■ PROBLEM REQUIREMENTS: Rewrite the records below, changing each "positive clicks" to "include points" and leaving everything else as it is. Leave the pictures out.
----------
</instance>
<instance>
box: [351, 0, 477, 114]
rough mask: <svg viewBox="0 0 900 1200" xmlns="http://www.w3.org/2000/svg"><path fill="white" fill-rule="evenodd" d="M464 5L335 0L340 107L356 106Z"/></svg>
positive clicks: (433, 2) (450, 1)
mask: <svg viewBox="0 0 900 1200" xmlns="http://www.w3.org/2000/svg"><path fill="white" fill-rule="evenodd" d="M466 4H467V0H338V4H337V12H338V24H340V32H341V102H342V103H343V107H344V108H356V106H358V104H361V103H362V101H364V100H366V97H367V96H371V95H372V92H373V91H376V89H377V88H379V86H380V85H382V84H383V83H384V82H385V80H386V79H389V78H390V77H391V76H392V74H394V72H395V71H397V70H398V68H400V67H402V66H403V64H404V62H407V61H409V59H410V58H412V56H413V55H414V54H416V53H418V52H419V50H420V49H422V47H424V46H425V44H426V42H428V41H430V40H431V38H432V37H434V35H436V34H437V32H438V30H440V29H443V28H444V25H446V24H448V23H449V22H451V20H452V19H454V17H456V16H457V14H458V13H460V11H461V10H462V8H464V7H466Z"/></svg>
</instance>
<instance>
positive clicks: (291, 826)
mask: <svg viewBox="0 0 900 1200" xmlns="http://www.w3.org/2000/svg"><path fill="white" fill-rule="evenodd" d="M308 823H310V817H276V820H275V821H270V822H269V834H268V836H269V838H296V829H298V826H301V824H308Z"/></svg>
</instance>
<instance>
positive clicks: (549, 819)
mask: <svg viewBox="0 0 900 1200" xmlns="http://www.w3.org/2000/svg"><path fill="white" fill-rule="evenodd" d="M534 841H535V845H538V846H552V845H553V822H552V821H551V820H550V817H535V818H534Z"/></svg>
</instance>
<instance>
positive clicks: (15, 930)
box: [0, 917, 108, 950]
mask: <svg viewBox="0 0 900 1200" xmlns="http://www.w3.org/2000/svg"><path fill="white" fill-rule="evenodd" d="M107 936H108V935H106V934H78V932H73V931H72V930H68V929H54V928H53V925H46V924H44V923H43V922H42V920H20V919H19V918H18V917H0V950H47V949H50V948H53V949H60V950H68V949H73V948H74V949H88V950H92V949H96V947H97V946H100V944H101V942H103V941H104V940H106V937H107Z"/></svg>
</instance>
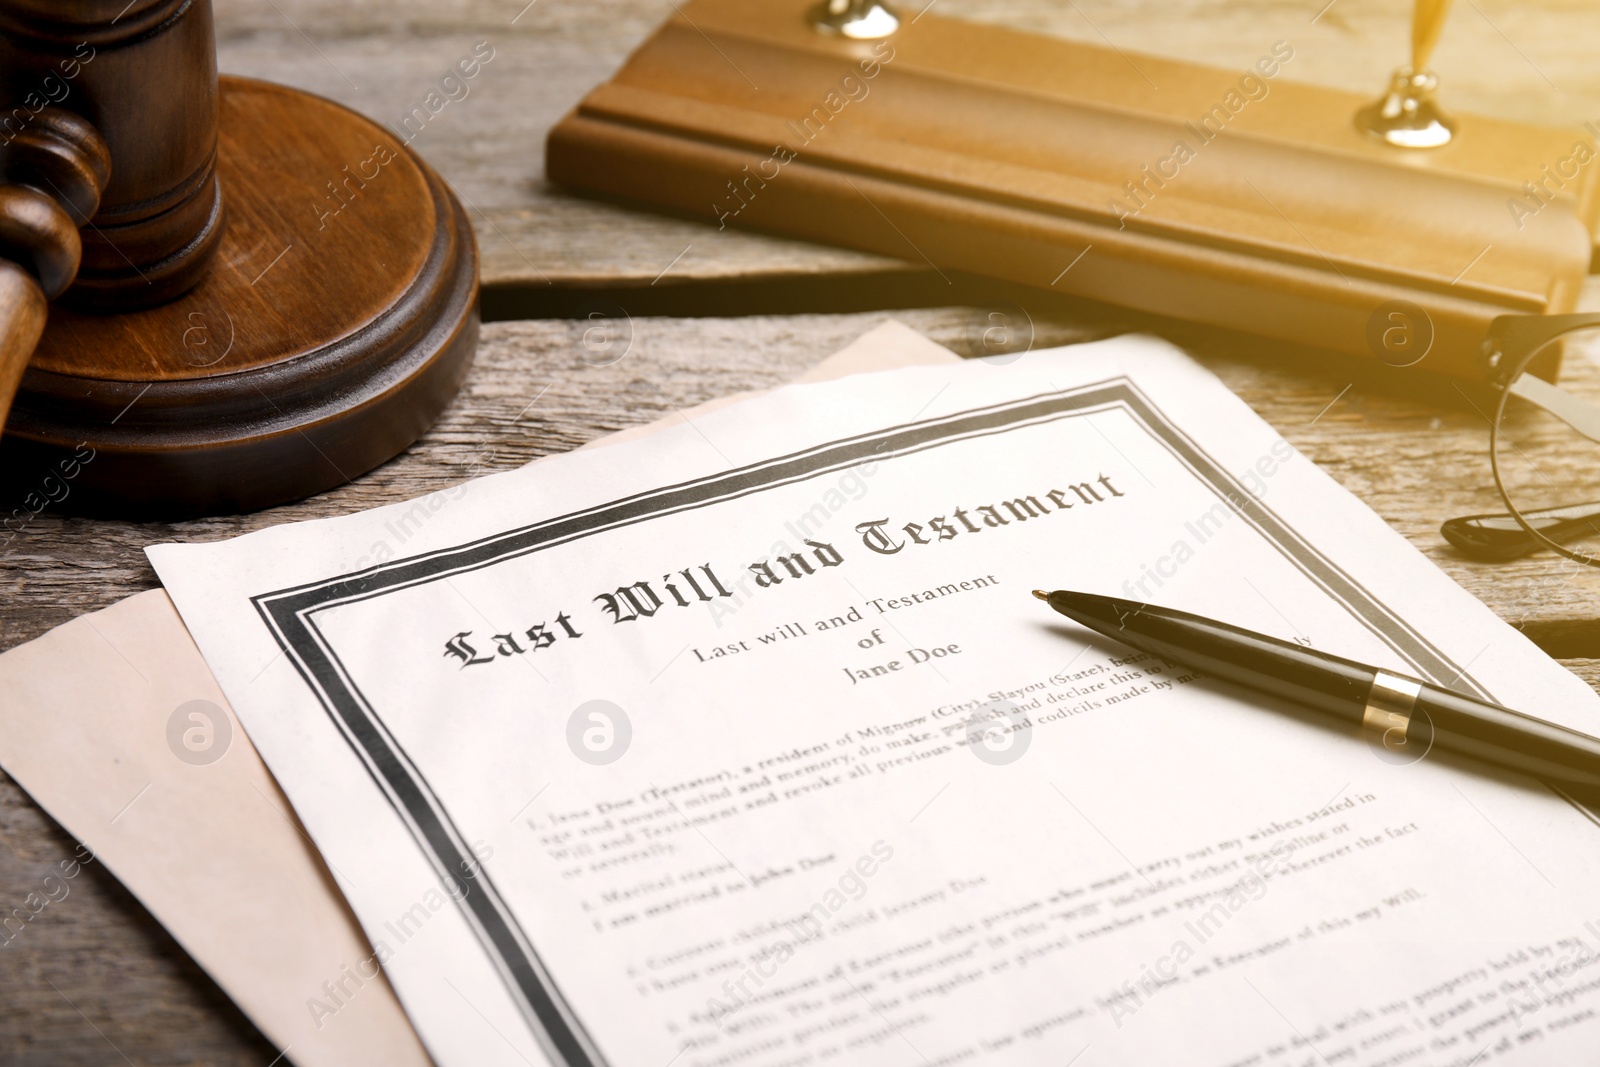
----------
■ SOLUTION BELOW:
</instance>
<instance>
box: [351, 0, 477, 114]
rough mask: <svg viewBox="0 0 900 1200" xmlns="http://www.w3.org/2000/svg"><path fill="white" fill-rule="evenodd" d="M464 5L335 0L340 107L356 106Z"/></svg>
include points: (433, 2) (450, 1)
mask: <svg viewBox="0 0 900 1200" xmlns="http://www.w3.org/2000/svg"><path fill="white" fill-rule="evenodd" d="M466 4H467V0H338V4H337V12H338V24H340V32H341V102H342V103H343V107H344V108H356V106H358V104H361V103H362V101H364V100H366V97H367V96H371V95H372V92H373V91H376V89H377V88H379V86H380V85H382V84H383V83H384V82H385V80H386V79H389V78H390V77H391V76H392V74H394V72H395V71H397V70H398V68H400V67H402V66H403V64H404V62H407V61H409V59H410V58H412V56H413V55H414V54H416V53H418V52H419V50H420V49H422V47H424V46H425V44H426V42H428V41H430V40H431V38H432V37H434V35H436V34H437V32H438V30H440V29H443V28H444V25H446V24H448V23H449V22H451V20H452V19H454V17H456V16H457V14H458V13H460V11H461V10H462V8H464V7H466Z"/></svg>
</instance>
<instance>
include points: (291, 826)
mask: <svg viewBox="0 0 900 1200" xmlns="http://www.w3.org/2000/svg"><path fill="white" fill-rule="evenodd" d="M308 823H310V817H276V820H275V821H270V822H269V834H268V836H269V838H296V829H298V826H301V824H308Z"/></svg>
</instance>
<instance>
include points: (549, 819)
mask: <svg viewBox="0 0 900 1200" xmlns="http://www.w3.org/2000/svg"><path fill="white" fill-rule="evenodd" d="M534 841H535V845H538V846H552V845H553V822H552V821H551V820H550V817H535V818H534Z"/></svg>
</instance>
<instance>
include points: (15, 930)
box: [0, 917, 108, 950]
mask: <svg viewBox="0 0 900 1200" xmlns="http://www.w3.org/2000/svg"><path fill="white" fill-rule="evenodd" d="M107 936H108V935H106V934H78V932H73V931H72V930H68V929H54V928H53V925H46V924H44V923H43V922H42V920H20V919H19V918H18V917H0V950H47V949H50V948H53V949H60V950H68V949H73V948H74V949H88V950H92V949H96V947H97V946H100V944H101V942H103V941H104V940H106V937H107Z"/></svg>
</instance>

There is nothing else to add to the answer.